(Location labeling data)

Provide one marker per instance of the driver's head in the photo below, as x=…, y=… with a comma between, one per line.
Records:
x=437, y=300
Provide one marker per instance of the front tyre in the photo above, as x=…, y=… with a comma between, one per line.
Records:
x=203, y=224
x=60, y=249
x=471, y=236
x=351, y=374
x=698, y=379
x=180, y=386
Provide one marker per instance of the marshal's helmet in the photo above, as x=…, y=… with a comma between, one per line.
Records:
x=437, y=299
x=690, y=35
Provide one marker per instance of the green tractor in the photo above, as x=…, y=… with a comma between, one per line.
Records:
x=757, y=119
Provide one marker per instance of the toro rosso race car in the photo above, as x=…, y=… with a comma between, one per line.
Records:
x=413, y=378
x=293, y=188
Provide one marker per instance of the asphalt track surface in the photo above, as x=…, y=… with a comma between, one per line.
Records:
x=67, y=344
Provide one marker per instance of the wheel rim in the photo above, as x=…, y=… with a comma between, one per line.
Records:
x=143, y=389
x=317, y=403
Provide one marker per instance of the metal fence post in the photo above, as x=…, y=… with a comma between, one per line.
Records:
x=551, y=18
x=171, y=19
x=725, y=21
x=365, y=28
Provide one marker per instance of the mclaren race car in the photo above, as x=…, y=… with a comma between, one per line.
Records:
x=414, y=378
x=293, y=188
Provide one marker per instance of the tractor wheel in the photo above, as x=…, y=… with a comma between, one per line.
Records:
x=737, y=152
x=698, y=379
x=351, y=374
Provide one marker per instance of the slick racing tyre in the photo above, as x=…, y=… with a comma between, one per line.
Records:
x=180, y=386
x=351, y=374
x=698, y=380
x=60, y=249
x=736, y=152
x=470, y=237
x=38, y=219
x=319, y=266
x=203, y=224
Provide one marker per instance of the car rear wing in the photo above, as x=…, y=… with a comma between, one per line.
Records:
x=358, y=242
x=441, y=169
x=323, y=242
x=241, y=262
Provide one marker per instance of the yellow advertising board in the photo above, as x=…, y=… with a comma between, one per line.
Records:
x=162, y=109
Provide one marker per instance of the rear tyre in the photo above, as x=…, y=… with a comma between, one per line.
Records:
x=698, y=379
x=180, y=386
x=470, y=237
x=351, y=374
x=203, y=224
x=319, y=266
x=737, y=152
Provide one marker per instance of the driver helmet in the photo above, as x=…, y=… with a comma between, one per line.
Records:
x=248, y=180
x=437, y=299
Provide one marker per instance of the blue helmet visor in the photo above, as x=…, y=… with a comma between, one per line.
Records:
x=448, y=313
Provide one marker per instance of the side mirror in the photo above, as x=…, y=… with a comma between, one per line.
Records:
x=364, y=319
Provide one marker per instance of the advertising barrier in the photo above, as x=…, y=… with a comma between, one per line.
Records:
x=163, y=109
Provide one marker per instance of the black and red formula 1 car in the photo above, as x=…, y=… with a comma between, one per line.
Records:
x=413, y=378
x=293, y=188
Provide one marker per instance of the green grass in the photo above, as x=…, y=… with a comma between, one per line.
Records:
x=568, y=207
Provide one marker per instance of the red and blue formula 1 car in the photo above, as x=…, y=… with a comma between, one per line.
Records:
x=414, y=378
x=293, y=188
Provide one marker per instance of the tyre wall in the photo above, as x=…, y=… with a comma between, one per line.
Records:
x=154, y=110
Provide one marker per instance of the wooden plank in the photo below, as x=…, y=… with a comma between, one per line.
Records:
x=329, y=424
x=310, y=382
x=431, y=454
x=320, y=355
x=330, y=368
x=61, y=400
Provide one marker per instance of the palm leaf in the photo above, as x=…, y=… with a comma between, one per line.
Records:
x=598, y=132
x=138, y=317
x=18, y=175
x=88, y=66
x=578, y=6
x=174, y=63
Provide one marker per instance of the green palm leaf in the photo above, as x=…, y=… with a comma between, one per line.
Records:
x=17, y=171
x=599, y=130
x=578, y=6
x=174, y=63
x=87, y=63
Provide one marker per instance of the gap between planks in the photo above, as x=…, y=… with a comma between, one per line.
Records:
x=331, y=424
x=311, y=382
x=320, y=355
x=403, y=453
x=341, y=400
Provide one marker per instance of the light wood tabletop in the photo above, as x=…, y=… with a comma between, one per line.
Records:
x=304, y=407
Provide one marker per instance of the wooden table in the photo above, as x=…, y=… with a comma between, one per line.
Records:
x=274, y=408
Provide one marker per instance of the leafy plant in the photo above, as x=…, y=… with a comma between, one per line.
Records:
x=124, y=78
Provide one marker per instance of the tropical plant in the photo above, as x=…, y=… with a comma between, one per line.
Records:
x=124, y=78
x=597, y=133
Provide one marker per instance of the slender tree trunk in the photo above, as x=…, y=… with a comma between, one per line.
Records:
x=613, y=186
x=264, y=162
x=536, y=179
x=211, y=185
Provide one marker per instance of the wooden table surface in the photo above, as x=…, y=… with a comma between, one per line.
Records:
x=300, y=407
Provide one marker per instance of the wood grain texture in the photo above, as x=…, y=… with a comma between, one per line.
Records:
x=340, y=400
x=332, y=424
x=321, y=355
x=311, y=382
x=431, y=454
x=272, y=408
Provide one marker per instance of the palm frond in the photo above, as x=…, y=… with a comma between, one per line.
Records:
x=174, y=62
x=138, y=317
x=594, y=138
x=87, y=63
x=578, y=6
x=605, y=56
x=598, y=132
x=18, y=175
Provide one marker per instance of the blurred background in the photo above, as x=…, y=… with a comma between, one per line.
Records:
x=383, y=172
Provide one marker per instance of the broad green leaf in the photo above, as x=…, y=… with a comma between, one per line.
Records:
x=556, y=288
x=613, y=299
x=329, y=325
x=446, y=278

Aim of the task
Edit the data above so that every "marker" becomes "point", keeping everything else the same.

Answer in full
Provide one point per instance of the driver's head in the photo below, as x=…, y=… with a comma between, one per line.
Records:
x=437, y=300
Provide one point per instance of the front tyre in the photo above, as x=…, y=… with a comma between, one per line.
Records:
x=203, y=224
x=60, y=249
x=471, y=236
x=351, y=374
x=698, y=379
x=180, y=386
Provide one point per instance of the marshal's helmet in the photo above, as x=…, y=… with a comma between, one per line.
Records:
x=437, y=299
x=690, y=35
Provide one point per instance of the green tractor in the photo above, as x=…, y=… with a comma between, one per line.
Records:
x=757, y=119
Provide one point per instance of the toro rosso race car in the photo above, as x=…, y=… with a comma between, one per line.
Records:
x=413, y=378
x=293, y=188
Provide one point per instance of the asphalt track surface in the photo above, as x=…, y=… with a comma between, one per line.
Records:
x=67, y=344
Provide one point per instance of the wheel rim in the photo above, as x=…, y=… with a comma between, one per line.
Records:
x=143, y=389
x=317, y=403
Provide one point per instance of the metal fence post in the photo above, as x=…, y=… with a comma between, one per line.
Records:
x=551, y=18
x=171, y=19
x=725, y=21
x=365, y=28
Provide one point per instance of the mclaren race car in the photo above, as x=…, y=… with a comma between, one per line.
Records:
x=414, y=378
x=293, y=188
Provide one point per instance of the tractor wheel in the photo above, as x=…, y=… with a comma between, one per line.
Records:
x=737, y=152
x=698, y=379
x=351, y=374
Provide one point per instance of the slick racing tyre in the photo above, as x=…, y=… with a comma between, one per line.
Records:
x=180, y=386
x=351, y=374
x=698, y=380
x=60, y=249
x=736, y=152
x=470, y=237
x=38, y=219
x=319, y=266
x=203, y=224
Provide one point per instance of the car rear wing in the photo above, as x=…, y=… with a comma between, one per line.
Records:
x=358, y=242
x=441, y=169
x=323, y=242
x=241, y=262
Provide one point per instance of the yellow advertising board in the photo above, as x=…, y=… with a comma between, one per line.
Records:
x=162, y=109
Provide one point per instance of the rear tyre in the photo above, as x=…, y=… with a comma between, one per line.
Records:
x=698, y=379
x=180, y=386
x=470, y=237
x=351, y=374
x=203, y=224
x=319, y=266
x=737, y=152
Provide one point per instance of the driver helmet in the photo above, as x=…, y=… with a comma between, one per line.
Records:
x=248, y=180
x=437, y=299
Provide one point per instance of the blue helmet visor in the photo above, as x=…, y=… with a comma between, one per line.
Records:
x=448, y=313
Provide one point per instance of the side mirror in the photo above, as x=…, y=… with a comma between, one per line.
Records:
x=364, y=319
Provide one point per instance of the advertising barrier in the photo above, as x=…, y=… with a comma between, one per line.
Records:
x=163, y=109
Provide one point per instance of the black and red formula 1 car in the photo above, as x=…, y=… with a comma between, one per line.
Records:
x=413, y=378
x=293, y=188
Provide one point per instance of the green grass in the photo above, as x=…, y=… with a comma between, one per line.
Records:
x=568, y=207
Provide one point per instance of the red and blue formula 1 car in the photo above, as x=…, y=… with a comma between, one per line.
Records:
x=414, y=378
x=293, y=188
Provide one point per instance of the tyre wall in the photo above, as x=…, y=… with a comma between, one per line.
Records:
x=154, y=110
Provide one point per instance of the wooden plank in the photo below, as x=…, y=… with a comma between, one per line.
Records:
x=329, y=424
x=310, y=382
x=431, y=454
x=320, y=355
x=330, y=368
x=61, y=400
Provide one point per instance of the palm leaf in the photo above, as x=…, y=… with a comma between, one per line.
Records:
x=598, y=132
x=138, y=317
x=18, y=175
x=88, y=66
x=578, y=6
x=174, y=63
Provide one point per instance of the green palm leaf in the photo above, as x=…, y=… with a comma between, one per line.
Records:
x=17, y=171
x=599, y=130
x=578, y=6
x=174, y=63
x=87, y=63
Provide one point per instance of the gap between planks in the photo above, as x=…, y=… with a comma between, one per line.
Records:
x=331, y=424
x=311, y=382
x=320, y=355
x=403, y=453
x=341, y=400
Provide one point per instance of the light wood tabletop in the photo above, as x=…, y=… with a comma between, one per line.
Records:
x=304, y=407
Provide one point per instance of the wooden table in the photo above, as x=…, y=… with a comma between, one per line.
Records:
x=274, y=408
Provide one point per instance of the leafy plant in the photo above, as x=…, y=… with a comma between, one per line.
Records:
x=124, y=78
Provide one point per instance of the tropical plant in the photo above, as x=…, y=… with a comma between, one per line.
Records:
x=124, y=78
x=597, y=133
Provide one point per instance of the slender tree trunk in the photo above, as x=…, y=… with a comma between, one per line.
Records:
x=613, y=186
x=264, y=162
x=536, y=179
x=211, y=185
Provide one point per instance of the wooden table surface in the photo above, as x=…, y=… with a comma between, one per line.
Records:
x=300, y=407
Provide one point per instance of the wood grain texture in the photo above, as x=…, y=… with a comma between, one per line.
Records:
x=340, y=400
x=332, y=424
x=321, y=355
x=311, y=382
x=431, y=454
x=272, y=408
Provide one point per instance of the palm frond in the photo above, as x=…, y=… with a comma between, one per line.
Records:
x=174, y=62
x=138, y=317
x=594, y=138
x=87, y=63
x=578, y=6
x=605, y=56
x=598, y=132
x=18, y=175
Provide one point per instance of the blurred background in the photo above, as x=…, y=… with a comma between, one per line.
Records:
x=383, y=172
Provide one point per instance of the broad green leaf in the photo above, as x=…, y=… with a comma between, one per line.
Records:
x=556, y=288
x=613, y=299
x=329, y=325
x=446, y=278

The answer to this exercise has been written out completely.